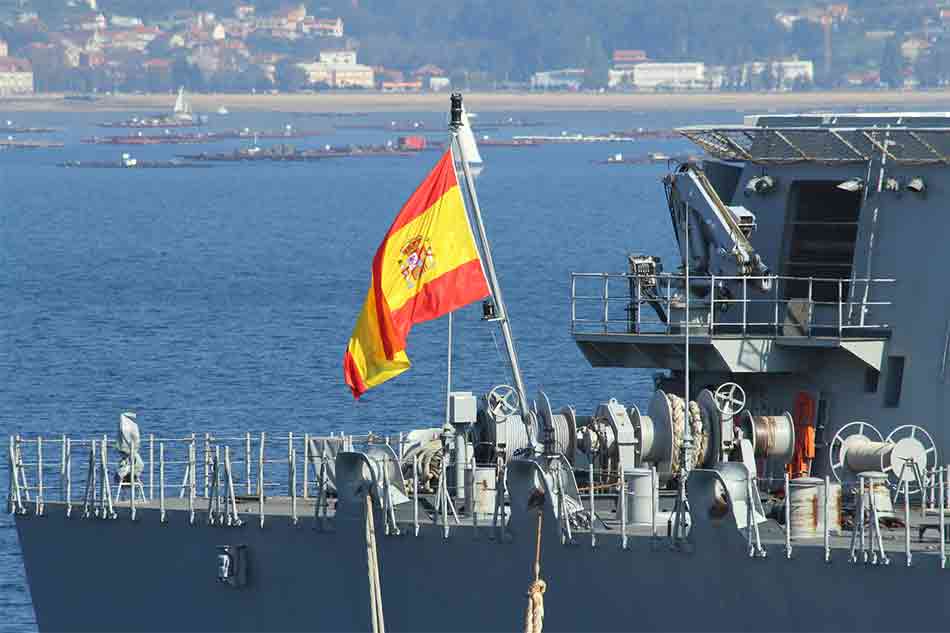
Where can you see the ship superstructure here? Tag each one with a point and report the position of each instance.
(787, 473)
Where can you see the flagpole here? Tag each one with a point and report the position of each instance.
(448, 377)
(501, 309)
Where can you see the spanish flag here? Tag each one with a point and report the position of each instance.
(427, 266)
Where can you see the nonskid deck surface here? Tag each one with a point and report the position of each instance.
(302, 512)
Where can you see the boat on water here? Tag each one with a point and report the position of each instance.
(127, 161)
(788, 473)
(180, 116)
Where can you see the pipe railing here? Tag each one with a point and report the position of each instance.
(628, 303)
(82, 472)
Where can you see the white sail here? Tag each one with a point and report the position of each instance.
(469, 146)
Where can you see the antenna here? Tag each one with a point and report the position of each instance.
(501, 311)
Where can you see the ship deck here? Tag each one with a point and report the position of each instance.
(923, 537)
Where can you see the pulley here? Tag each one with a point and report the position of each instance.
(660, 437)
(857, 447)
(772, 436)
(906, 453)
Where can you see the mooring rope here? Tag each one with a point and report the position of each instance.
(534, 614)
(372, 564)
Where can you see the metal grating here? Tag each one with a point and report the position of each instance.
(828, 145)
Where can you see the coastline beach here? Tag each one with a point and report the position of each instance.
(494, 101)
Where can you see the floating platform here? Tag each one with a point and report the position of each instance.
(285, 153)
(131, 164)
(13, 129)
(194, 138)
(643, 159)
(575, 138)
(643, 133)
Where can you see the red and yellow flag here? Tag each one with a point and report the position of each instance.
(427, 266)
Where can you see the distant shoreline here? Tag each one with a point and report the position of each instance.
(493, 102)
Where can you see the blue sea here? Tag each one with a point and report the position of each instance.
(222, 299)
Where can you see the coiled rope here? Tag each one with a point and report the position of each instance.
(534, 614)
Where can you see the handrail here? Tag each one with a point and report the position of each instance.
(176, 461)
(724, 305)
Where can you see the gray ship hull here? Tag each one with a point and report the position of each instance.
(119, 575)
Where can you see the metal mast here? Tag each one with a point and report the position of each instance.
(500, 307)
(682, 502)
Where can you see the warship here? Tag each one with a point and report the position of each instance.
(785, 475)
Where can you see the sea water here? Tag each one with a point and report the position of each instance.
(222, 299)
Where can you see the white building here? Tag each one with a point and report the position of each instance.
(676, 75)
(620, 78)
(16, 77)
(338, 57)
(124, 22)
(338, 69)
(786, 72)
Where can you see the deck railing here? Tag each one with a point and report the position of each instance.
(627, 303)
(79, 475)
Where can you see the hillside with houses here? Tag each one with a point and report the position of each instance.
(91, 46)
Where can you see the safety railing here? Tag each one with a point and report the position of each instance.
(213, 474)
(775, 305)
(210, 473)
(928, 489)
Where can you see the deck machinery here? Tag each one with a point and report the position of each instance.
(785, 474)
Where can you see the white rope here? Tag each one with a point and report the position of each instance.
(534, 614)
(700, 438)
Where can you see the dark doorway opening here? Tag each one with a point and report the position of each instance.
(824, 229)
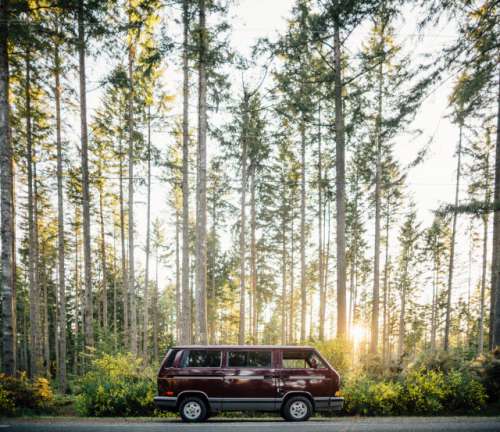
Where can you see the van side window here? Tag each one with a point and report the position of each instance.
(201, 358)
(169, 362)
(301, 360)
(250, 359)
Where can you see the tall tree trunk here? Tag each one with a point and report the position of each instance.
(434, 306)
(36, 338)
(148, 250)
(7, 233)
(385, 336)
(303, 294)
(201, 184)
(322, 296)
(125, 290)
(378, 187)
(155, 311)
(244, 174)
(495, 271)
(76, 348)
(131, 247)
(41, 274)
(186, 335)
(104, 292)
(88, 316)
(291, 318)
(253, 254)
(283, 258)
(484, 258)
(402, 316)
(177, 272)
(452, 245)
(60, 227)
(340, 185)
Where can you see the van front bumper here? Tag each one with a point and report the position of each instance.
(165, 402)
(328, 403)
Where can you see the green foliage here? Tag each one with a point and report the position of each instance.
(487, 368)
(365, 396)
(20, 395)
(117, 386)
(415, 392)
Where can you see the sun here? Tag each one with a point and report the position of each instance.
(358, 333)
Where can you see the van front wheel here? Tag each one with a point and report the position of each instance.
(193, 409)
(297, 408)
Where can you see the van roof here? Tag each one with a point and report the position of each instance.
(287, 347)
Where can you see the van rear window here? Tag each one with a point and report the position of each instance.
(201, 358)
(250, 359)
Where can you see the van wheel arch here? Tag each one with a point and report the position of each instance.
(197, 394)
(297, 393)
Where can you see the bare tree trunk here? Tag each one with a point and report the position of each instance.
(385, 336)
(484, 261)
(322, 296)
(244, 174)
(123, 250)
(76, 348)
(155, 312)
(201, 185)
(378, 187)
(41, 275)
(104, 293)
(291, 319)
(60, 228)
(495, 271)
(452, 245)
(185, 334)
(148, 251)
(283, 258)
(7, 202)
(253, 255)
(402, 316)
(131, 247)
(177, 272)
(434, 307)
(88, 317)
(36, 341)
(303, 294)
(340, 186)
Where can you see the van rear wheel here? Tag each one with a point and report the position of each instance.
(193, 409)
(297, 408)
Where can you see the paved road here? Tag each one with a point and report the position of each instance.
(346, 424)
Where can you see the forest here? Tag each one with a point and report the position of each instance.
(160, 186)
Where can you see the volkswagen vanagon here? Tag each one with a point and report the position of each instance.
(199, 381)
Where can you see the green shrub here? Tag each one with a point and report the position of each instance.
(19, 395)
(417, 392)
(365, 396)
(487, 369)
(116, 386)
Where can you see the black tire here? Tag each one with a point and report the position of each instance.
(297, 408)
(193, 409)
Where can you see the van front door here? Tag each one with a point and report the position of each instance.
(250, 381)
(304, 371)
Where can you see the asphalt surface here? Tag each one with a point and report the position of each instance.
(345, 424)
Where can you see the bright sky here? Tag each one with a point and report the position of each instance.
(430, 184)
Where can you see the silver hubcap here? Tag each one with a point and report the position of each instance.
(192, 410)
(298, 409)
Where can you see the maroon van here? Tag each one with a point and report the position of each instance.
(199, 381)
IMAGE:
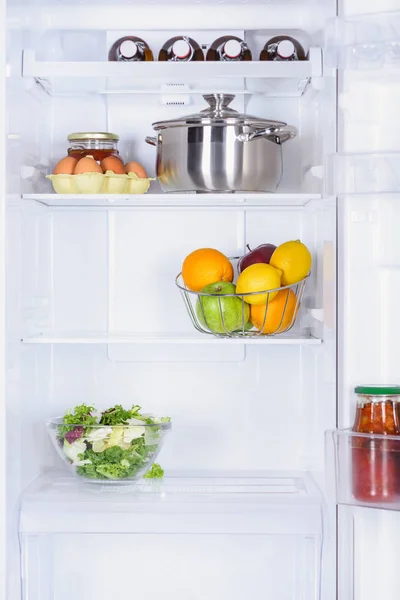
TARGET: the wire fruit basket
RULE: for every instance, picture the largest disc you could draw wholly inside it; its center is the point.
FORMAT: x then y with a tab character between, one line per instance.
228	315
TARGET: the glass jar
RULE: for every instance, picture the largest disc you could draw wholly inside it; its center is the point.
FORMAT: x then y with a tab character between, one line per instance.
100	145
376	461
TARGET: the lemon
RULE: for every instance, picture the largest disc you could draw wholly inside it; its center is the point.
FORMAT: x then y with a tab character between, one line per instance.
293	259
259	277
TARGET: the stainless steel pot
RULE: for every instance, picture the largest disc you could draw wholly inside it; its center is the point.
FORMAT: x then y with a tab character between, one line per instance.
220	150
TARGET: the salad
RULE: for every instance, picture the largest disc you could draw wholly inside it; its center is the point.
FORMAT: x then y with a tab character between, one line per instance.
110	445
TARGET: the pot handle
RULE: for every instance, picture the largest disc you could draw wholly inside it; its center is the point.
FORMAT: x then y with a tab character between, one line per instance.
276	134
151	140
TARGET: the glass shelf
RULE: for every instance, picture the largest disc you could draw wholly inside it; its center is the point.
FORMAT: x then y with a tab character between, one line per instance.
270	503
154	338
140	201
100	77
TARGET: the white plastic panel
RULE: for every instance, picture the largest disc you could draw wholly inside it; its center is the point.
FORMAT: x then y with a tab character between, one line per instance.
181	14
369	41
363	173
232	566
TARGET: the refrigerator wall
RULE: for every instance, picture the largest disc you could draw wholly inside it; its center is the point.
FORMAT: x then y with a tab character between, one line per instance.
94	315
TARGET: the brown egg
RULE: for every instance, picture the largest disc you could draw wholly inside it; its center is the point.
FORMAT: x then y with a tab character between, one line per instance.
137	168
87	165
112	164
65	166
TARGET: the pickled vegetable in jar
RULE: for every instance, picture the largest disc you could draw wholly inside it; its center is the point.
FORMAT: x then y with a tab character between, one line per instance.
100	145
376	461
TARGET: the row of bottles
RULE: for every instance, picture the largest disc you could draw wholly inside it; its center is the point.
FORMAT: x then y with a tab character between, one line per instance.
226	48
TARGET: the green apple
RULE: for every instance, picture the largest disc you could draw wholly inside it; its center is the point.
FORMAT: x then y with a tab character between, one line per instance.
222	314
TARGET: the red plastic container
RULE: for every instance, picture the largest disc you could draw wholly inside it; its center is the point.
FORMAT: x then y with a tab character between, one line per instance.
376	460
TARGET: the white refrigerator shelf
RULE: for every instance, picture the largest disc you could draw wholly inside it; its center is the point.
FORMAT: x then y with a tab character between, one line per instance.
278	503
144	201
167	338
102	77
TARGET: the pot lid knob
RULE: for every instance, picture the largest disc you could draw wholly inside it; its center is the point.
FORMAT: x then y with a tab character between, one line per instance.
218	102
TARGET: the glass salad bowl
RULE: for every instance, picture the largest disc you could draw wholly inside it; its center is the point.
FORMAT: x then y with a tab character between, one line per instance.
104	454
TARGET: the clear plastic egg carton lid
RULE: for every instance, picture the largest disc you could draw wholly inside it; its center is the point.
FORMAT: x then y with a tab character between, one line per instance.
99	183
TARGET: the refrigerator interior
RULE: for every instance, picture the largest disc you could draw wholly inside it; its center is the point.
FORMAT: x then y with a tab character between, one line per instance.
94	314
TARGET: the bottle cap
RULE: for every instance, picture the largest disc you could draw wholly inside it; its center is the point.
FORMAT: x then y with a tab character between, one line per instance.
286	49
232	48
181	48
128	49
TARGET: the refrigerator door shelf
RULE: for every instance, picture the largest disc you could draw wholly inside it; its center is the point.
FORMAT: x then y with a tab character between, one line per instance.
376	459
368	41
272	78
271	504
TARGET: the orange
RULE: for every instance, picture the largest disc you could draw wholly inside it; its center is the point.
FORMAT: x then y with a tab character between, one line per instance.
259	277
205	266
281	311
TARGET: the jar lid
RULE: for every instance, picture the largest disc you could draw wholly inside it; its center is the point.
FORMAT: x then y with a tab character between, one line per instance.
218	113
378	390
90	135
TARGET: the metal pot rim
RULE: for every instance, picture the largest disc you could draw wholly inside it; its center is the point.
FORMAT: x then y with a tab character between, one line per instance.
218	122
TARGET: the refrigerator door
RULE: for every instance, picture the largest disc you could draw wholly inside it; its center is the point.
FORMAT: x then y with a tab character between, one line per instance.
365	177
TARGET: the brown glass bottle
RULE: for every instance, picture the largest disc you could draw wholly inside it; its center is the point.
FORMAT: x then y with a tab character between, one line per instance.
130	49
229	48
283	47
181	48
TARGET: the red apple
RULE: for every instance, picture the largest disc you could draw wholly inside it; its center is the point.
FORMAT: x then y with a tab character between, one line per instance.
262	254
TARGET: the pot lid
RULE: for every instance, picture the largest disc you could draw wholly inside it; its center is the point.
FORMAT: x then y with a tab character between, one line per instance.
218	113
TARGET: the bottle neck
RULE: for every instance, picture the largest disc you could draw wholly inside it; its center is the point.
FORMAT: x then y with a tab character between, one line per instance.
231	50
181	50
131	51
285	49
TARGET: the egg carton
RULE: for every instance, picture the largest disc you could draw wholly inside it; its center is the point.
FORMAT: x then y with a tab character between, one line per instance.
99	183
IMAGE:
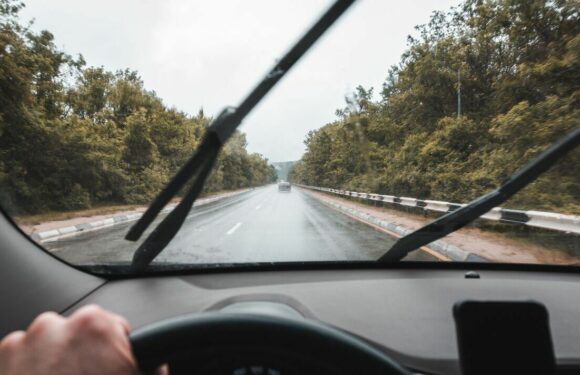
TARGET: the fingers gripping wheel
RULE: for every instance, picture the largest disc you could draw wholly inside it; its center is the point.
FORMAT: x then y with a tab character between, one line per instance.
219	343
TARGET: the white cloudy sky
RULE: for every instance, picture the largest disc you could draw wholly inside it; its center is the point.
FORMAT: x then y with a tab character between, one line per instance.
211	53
--*--
* REQUIRED WORK *
Only lines with the word "brown" belong in the answer; copy each of them from the material above.

* SOLUTION *
TARGET: the brown egg
TARGET: the brown glass bottle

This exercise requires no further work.